-- START Entries shown --
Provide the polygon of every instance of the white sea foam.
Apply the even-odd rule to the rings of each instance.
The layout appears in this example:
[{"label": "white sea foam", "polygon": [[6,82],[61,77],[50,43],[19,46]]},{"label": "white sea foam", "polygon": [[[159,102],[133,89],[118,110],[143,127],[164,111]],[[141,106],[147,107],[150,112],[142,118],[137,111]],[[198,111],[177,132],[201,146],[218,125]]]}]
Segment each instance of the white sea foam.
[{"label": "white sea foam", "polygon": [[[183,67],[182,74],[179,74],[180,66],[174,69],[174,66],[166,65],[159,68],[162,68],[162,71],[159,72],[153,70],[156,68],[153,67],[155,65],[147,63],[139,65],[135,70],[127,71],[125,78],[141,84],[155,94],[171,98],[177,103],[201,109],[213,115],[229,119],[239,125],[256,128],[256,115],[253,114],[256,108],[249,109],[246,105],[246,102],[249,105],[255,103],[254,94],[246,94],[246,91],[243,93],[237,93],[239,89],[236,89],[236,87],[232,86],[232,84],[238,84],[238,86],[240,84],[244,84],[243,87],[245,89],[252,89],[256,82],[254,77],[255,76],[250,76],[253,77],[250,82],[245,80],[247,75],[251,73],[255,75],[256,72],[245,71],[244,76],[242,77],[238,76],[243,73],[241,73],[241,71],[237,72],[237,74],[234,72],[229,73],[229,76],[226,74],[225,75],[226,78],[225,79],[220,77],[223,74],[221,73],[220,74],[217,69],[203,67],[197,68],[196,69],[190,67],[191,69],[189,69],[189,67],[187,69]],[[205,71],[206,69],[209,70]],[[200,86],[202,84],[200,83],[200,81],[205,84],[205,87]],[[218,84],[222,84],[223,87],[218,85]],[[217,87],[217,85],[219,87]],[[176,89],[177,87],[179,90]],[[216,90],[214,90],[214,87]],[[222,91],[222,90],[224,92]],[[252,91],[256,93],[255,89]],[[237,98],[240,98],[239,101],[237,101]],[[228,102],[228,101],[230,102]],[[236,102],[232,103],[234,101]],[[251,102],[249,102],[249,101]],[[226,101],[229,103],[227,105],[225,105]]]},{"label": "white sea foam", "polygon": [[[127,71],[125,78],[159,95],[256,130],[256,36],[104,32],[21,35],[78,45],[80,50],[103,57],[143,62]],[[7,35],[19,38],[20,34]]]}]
-- END Entries shown --
▶ **Set problem**
Copy word for word the lines of the records, starting at the very first line and ending at the line that contains "Segment each instance of the white sea foam.".

▶ **Worked answer**
Provide the polygon of every instance of the white sea foam.
Apply the even-odd rule to the rings of each instance.
The layout appears in this example:
[{"label": "white sea foam", "polygon": [[6,82],[61,77],[50,43],[19,46]]},{"label": "white sea foam", "polygon": [[[159,102],[133,89],[118,110],[143,127],[164,111]],[[141,106],[147,107],[150,112],[142,118],[137,111]],[[198,111],[177,132],[201,146],[218,125]]]}]
Segment each instance of the white sea foam.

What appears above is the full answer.